What the task asks
Please write out the material that follows, exactly as it stands.

Labeled-object pointing entries:
····················

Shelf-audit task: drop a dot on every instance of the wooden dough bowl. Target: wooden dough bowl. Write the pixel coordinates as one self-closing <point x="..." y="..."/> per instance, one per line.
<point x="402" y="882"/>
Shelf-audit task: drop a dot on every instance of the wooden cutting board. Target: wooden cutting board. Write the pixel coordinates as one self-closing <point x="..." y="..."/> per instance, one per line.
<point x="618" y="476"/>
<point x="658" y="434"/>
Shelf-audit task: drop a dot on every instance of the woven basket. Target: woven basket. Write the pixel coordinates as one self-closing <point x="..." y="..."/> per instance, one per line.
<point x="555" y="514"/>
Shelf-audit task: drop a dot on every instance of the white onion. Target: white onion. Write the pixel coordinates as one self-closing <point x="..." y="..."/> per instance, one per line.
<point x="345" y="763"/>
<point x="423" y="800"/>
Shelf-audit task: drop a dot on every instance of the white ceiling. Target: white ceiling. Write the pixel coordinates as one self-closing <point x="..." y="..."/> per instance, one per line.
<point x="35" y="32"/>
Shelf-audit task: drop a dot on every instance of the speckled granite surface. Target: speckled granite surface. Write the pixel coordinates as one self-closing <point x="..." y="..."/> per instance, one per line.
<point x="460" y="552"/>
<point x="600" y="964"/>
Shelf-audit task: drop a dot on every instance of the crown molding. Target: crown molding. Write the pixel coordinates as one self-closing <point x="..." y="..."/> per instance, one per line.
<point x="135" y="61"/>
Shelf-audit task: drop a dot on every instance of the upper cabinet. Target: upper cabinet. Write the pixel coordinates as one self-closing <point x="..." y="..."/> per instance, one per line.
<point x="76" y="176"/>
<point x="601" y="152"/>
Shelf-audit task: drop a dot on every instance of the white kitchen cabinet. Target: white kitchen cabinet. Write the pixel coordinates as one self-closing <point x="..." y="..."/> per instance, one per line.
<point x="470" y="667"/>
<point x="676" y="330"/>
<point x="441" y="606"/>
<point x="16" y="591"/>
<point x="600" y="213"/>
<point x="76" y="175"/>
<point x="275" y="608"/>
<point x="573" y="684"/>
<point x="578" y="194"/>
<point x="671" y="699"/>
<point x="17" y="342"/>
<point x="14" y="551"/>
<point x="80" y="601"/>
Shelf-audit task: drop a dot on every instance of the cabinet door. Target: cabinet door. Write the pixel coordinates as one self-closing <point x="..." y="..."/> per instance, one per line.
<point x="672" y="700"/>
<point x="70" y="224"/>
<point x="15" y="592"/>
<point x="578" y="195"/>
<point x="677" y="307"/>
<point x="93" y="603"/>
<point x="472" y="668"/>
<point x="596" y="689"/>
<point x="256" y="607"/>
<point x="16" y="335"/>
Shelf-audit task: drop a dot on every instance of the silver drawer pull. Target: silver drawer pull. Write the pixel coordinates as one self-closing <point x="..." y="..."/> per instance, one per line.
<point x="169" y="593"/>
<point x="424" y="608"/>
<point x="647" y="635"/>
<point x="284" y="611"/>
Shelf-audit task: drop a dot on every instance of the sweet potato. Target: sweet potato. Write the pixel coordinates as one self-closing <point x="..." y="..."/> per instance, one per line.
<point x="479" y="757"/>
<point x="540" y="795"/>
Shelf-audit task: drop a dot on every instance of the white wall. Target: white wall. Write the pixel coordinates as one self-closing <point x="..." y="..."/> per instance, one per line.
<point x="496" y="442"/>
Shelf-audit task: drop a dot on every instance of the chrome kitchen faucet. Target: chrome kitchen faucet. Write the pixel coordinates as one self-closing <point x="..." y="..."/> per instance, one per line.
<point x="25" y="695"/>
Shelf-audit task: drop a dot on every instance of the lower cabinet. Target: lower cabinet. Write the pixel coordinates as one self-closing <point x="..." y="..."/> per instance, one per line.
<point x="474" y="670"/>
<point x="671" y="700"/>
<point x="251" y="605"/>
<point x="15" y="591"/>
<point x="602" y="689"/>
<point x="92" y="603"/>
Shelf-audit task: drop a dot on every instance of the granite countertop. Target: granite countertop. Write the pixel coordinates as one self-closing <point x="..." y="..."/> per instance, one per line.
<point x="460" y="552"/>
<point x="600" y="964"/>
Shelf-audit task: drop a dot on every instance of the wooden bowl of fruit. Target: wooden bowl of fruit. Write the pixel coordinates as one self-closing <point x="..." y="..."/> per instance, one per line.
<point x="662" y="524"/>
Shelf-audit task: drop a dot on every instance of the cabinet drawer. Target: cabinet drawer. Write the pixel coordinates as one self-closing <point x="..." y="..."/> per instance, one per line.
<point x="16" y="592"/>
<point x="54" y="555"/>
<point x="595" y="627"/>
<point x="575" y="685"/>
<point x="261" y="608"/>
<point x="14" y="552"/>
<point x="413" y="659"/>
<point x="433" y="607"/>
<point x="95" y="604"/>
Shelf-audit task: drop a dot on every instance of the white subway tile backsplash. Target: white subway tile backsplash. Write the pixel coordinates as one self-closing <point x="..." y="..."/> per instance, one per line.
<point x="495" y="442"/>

····················

Final answer
Shelf-audit task: drop a dot on every instance of the wooden dough bowl. Target: wooden dough bowl. Write the pixel coordinates as one self-closing <point x="..." y="..."/> per instance, one per line.
<point x="402" y="882"/>
Shelf-audit task: drop a dot on every instance of the wooden cutting board. Target: wooden cutting board. Write the pixel coordinates as one self-closing <point x="..." y="..."/> per instance, one per line.
<point x="618" y="476"/>
<point x="658" y="434"/>
Shelf-audit task: drop a dot on every instance of the woven basket. Target: woven basket. Write the pixel coordinates as one self-closing <point x="..." y="..."/> per instance, one per line.
<point x="555" y="514"/>
Shelf-audit task: drop a dot on every instance of the white onion. Target: white onion. Write the pixel coordinates as one self-closing <point x="..." y="..."/> per instance, one per line.
<point x="345" y="763"/>
<point x="423" y="800"/>
Shelf-audit task: drop a dot on every instance of the white ceiling. Target: white ceiling. Write the pixel coordinates as one self-closing <point x="..." y="..."/> per instance, one per line.
<point x="35" y="32"/>
Shelf-audit task: drop a dot on every instance of the speckled granite surface. Target: speckled granite surface. Write the pixel coordinates as one self-closing <point x="..." y="..."/> per instance, one per line.
<point x="460" y="552"/>
<point x="600" y="964"/>
Shelf-audit task: drop a dot on every instance of the crown molding. Target: crown molding. Write the pixel coordinates as one self-closing <point x="..." y="..."/> per instance, one per line.
<point x="135" y="61"/>
Shelf-audit task: drop a dot on every instance of the upper cabinet. Target: upper cabinet. Write the pixel coordinates as one self-closing <point x="..." y="..."/> per instance, one per line.
<point x="76" y="176"/>
<point x="601" y="152"/>
Shelf-audit task: drop a dot on every instance of the white kitchen cabinet. Target: white kitchen cabinet. Write the pixel coordinates as one self-closing <point x="..." y="..."/> per instance, one per line.
<point x="470" y="667"/>
<point x="676" y="330"/>
<point x="441" y="606"/>
<point x="16" y="591"/>
<point x="600" y="213"/>
<point x="76" y="175"/>
<point x="275" y="608"/>
<point x="573" y="684"/>
<point x="578" y="194"/>
<point x="671" y="699"/>
<point x="17" y="342"/>
<point x="14" y="551"/>
<point x="80" y="601"/>
Shelf-audit task: drop a dot on every instance of the cabinet door. Target: cabinet door. Write the pixel coordinates as one self-closing <point x="..." y="..."/> per instance, one per line.
<point x="672" y="700"/>
<point x="70" y="224"/>
<point x="15" y="592"/>
<point x="578" y="195"/>
<point x="677" y="307"/>
<point x="93" y="603"/>
<point x="472" y="668"/>
<point x="596" y="689"/>
<point x="256" y="607"/>
<point x="16" y="335"/>
Shelf-audit task: drop a dot on every instance of the silver drawer pull. Target: silver drawer pull. Write the pixel coordinates as one self-closing <point x="..." y="..."/> per instance, one per line.
<point x="169" y="593"/>
<point x="424" y="608"/>
<point x="647" y="635"/>
<point x="284" y="611"/>
Shelf-audit task: drop a dot on every instance of the sweet potato. Target: sweet potato. Write the pixel coordinates as one self-closing <point x="..." y="..."/> per instance, one per line.
<point x="479" y="757"/>
<point x="540" y="795"/>
Shelf-audit task: drop a dot on every instance of the white wall. Target: white wall. Write the pixel coordinates as one self-closing <point x="..." y="..."/> per instance, one per line.
<point x="496" y="442"/>
Shelf-audit task: drop a dot on every instance of the chrome kitchen faucet. Target: chrome kitchen faucet. Write the pixel coordinates as one self-closing <point x="..." y="..."/> per instance, one per line.
<point x="25" y="695"/>
Shelf-audit task: drop a dot on every instance of the lower cabinet. Target: lower cabinet. Write the pixel coordinates as one self-closing <point x="..." y="..."/> per instance, one per line.
<point x="474" y="670"/>
<point x="671" y="700"/>
<point x="251" y="605"/>
<point x="15" y="591"/>
<point x="602" y="689"/>
<point x="92" y="603"/>
Shelf-audit task: drop a dot on every instance of the granite countertop. Target: granite countertop. Write the pixel coordinates as one self-closing <point x="..." y="..."/> per instance, one per line.
<point x="460" y="552"/>
<point x="600" y="964"/>
Shelf-audit task: drop a dot on every instance of the wooden bowl of fruit. Target: wooden bowl of fruit. Write the pixel coordinates as one self-closing <point x="..." y="..."/> per instance, one per line.
<point x="662" y="524"/>
Shelf-audit task: drop a dot on every instance of the cabinet drawer. Target: cabinet drawer. Write the pixel coordinates as one self-closing <point x="..." y="..."/> per instance, one per line.
<point x="16" y="592"/>
<point x="54" y="555"/>
<point x="595" y="627"/>
<point x="575" y="685"/>
<point x="261" y="608"/>
<point x="14" y="552"/>
<point x="413" y="659"/>
<point x="433" y="607"/>
<point x="95" y="604"/>
Shelf-audit task: drop a dot on every instance of the white subway tile backsplash. Target: white subway tile backsplash. Write the pixel coordinates as one self-closing <point x="..." y="..."/> per instance, one per line.
<point x="495" y="442"/>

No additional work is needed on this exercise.